**Requirement A:**
Reproduce the passage on the Corsica Ferries case from "An interesting case" to "favour of SNCM.".
**Requirement B:**
Answer these questions using the passage on the Corsica Ferries case:
(i) On what day and month did the ECJ reject the appeal lodged by SNCM and France?
(ii) Which Commission decision did the GC ruling partially annul?
(iii) According to the GC, what did the Commission fail to present in the case at hand?

**Selected passage:**
· · ·
An interesting case of the Market economy Investor Principle and measures of social nature



On 4 September, in Joined Cases C-533/12 P and C-536/12 P Société Nationale Corse-Méditerranée SA (SNCM) v Corsica Ferries France SAS and France v Corsica Ferries France SAS, the ECJ rejected the appeal lodged by SNCM and France against the ruling delivered by the GC in Case T-565/08 Corsica Ferries France v Commission of 2012. This ruling partially annulled the Commission decision 2009/611/EC of 8 July 2008 concerning the measures, which France has implemented in favour of SNCM.


One of the reasons why this case is of special interest is the question of applying the Market Economy Investor Test («the MEIP») to measures of social nature.[1] Such measures are, as a rule, considered to be linked to the public authority capacity of the state. This renders them irrelevant under the application of the MEIP. In this case, however, the Commission considered the financing of social plans to be an action that a private owner, under certain circumstances, would have undertaken as well. While the GC agreed that, as a rule, such behaviour could be subjected to the MEIP, it stressed that in the case at hand the Commission did not present sufficient evidence in this respect.
· · ·
**Data for review:**
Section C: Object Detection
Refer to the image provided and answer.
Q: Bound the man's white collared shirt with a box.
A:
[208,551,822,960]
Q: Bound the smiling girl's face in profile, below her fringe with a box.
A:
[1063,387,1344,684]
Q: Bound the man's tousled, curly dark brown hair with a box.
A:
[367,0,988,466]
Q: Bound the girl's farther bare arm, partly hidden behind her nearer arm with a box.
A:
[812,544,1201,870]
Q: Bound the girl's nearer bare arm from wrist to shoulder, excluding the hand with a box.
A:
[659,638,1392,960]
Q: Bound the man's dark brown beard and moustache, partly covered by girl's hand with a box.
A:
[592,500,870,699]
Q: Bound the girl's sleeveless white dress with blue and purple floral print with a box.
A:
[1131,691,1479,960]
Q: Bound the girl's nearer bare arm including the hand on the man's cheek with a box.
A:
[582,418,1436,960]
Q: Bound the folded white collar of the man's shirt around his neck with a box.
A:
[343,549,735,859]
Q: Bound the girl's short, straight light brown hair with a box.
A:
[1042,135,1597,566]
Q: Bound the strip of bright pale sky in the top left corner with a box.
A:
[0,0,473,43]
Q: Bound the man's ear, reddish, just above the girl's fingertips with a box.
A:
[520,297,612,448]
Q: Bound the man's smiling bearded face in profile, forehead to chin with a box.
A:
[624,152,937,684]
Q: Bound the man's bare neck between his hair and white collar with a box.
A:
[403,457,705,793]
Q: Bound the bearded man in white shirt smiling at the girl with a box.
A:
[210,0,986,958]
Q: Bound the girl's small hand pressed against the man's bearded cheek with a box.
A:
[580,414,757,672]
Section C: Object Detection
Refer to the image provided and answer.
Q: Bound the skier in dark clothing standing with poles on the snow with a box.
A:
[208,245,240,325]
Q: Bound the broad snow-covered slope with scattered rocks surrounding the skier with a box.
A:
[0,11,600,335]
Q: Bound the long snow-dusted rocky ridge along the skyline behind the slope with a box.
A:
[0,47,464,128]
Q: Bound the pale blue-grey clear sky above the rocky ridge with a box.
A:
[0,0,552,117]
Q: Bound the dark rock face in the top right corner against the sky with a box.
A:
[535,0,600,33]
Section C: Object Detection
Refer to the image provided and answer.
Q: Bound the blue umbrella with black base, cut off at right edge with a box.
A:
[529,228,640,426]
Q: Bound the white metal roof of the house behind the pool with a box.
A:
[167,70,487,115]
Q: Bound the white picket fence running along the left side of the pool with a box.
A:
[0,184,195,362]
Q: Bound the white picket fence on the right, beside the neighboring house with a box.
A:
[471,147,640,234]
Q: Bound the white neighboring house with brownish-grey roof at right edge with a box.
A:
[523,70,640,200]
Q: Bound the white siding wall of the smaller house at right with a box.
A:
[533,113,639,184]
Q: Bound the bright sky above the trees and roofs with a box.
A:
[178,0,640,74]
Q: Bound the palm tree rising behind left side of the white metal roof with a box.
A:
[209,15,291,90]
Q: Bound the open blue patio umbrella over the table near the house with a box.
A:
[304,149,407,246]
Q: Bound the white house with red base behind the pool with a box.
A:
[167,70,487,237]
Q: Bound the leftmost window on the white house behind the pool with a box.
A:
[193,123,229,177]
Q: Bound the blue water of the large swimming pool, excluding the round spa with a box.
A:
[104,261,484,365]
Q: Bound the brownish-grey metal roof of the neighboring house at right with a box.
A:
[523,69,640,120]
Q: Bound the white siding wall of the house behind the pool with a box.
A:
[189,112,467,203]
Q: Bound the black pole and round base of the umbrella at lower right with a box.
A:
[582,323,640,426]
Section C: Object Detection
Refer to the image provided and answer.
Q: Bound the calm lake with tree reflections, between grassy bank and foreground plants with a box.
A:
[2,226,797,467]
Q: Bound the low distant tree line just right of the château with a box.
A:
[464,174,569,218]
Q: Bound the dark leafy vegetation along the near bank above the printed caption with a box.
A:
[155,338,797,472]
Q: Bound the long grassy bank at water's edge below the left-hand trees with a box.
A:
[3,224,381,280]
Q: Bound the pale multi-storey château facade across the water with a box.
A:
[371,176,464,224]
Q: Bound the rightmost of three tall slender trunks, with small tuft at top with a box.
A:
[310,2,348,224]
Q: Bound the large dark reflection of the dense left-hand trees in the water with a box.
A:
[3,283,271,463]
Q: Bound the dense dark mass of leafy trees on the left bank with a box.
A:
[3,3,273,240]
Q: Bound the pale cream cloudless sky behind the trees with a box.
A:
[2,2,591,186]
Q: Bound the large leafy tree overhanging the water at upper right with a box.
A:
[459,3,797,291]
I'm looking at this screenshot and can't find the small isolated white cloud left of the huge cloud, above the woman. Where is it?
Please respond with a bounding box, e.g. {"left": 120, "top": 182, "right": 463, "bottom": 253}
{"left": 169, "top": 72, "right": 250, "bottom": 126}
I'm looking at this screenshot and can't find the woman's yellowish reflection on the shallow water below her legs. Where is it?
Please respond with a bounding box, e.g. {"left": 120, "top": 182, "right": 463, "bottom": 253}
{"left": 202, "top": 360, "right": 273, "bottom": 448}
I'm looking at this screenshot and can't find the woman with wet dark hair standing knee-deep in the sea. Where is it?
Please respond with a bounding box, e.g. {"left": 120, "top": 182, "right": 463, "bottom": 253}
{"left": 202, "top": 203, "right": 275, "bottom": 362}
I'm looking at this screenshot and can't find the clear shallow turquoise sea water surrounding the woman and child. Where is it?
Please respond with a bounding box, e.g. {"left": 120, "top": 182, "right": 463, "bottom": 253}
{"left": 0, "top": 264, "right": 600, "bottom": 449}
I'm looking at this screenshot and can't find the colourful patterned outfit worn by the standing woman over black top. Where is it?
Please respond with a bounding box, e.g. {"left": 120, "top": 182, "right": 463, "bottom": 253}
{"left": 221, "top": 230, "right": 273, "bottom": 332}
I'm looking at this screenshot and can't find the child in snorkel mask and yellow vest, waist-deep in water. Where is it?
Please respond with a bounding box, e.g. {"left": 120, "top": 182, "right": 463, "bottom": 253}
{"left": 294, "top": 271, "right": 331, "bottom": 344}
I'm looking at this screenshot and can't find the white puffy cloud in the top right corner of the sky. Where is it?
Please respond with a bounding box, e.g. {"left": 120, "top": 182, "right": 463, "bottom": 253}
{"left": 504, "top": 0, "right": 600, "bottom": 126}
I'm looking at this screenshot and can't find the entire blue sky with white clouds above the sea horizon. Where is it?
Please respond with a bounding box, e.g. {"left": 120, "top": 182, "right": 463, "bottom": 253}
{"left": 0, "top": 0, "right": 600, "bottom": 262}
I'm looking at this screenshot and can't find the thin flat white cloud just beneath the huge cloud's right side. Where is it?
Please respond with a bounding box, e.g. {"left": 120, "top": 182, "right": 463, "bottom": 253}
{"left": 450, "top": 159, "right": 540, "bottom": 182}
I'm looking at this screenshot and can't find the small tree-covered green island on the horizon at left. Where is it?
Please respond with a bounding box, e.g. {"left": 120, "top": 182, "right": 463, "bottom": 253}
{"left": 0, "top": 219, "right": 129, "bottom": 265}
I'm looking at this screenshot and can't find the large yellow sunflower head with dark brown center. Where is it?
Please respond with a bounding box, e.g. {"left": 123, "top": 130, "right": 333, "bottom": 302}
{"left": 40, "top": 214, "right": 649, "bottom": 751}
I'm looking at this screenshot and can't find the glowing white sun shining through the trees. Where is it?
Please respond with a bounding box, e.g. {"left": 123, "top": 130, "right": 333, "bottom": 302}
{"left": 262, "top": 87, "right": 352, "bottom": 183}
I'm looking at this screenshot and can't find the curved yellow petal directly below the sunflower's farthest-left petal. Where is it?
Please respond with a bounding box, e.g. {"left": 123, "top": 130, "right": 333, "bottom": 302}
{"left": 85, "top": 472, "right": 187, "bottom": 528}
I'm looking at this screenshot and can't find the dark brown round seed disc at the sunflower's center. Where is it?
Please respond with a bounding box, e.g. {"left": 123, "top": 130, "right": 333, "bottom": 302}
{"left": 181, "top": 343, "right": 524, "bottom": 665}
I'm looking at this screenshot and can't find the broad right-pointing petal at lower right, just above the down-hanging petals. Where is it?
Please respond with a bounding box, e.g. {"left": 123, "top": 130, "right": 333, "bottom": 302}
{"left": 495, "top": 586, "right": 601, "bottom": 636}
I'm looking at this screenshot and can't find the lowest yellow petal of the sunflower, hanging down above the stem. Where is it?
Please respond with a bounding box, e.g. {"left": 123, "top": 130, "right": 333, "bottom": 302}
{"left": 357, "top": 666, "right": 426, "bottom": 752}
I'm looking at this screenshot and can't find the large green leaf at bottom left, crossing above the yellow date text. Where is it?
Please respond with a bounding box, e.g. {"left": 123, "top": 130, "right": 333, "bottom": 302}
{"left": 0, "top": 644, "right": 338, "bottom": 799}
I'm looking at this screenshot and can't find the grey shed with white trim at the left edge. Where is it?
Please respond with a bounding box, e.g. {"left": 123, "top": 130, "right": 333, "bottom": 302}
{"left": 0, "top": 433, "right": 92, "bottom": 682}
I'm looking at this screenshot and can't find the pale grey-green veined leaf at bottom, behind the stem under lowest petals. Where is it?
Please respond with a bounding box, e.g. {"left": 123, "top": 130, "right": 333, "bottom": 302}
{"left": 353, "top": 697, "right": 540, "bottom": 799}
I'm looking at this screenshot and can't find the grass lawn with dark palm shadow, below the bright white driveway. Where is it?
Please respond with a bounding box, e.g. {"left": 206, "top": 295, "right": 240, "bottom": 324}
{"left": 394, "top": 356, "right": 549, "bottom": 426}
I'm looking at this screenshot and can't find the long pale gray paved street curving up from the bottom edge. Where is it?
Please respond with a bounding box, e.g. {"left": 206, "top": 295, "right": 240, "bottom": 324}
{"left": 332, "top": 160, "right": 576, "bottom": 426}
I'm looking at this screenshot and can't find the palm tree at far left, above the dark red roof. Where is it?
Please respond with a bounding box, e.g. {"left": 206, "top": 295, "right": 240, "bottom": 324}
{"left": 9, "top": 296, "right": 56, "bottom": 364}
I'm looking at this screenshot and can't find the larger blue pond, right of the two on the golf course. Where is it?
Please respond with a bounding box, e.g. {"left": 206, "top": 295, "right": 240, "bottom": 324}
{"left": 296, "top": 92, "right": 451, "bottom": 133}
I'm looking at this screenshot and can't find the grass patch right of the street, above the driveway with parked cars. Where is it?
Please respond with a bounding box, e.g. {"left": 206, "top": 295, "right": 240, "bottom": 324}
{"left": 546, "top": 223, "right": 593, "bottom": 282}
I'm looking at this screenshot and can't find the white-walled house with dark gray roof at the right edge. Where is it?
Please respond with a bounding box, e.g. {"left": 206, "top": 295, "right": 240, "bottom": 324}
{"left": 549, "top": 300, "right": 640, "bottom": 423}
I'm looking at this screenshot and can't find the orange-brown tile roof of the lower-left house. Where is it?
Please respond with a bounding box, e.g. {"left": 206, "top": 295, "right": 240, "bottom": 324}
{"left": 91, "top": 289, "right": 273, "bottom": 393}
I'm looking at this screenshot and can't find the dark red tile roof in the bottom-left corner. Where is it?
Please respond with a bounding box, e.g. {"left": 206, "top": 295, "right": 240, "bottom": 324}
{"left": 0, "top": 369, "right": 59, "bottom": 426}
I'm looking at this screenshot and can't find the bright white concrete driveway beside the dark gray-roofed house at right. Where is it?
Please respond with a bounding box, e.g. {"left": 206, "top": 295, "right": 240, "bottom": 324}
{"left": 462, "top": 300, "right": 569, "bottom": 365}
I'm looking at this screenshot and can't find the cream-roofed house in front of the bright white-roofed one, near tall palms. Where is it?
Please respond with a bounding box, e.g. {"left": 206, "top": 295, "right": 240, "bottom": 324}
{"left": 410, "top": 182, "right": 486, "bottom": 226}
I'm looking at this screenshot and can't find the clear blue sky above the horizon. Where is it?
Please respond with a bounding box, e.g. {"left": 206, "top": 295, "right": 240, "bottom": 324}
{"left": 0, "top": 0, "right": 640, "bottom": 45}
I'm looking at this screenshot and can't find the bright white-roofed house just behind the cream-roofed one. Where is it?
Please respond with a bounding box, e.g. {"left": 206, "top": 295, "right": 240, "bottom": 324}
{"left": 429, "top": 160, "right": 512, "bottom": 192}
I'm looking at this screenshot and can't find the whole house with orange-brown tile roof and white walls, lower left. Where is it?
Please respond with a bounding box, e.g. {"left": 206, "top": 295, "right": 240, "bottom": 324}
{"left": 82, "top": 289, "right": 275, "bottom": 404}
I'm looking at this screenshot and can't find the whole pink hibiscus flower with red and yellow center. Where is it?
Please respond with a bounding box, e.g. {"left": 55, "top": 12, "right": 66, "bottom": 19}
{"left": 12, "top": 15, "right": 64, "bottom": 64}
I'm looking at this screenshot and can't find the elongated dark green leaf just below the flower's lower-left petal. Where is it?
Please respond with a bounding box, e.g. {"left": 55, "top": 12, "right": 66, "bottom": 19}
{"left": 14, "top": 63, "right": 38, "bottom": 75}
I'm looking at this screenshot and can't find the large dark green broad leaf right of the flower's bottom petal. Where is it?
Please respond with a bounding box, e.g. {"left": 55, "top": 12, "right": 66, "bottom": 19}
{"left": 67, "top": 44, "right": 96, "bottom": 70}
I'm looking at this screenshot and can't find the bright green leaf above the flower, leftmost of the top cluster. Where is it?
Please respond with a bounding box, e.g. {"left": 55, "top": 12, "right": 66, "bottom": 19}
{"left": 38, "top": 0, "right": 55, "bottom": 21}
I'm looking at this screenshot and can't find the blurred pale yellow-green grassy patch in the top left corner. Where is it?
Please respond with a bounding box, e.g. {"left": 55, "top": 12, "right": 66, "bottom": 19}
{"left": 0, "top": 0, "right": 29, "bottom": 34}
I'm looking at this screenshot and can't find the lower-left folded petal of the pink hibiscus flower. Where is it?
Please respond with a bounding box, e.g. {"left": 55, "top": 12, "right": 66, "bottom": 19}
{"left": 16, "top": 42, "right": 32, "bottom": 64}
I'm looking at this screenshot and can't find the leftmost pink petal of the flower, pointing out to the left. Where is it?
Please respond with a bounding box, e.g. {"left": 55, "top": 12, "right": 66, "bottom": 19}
· · ·
**Exercise response A:**
An interesting case of the Market economy Investor Principle and measures of social nature



On 4 September, in Joined Cases C-533/12 P and C-536/12 P Société Nationale Corse-Méditerranée SA (SNCM) v Corsica Ferries France SAS and France v Corsica Ferries France SAS, the ECJ rejected the appeal lodged by SNCM and France against the ruling delivered by the GC in Case T-565/08 Corsica Ferries France v Commission of 2012. This ruling partially annulled the Commission decision 2009/611/EC of 8 July 2008 concerning the measures, which France has implemented in favour of SNCM.

**Exercise response B:**
(i) 4 September
(ii) Commission decision 2009/611/EC of 8 July 2008
(iii) Sufficient evidence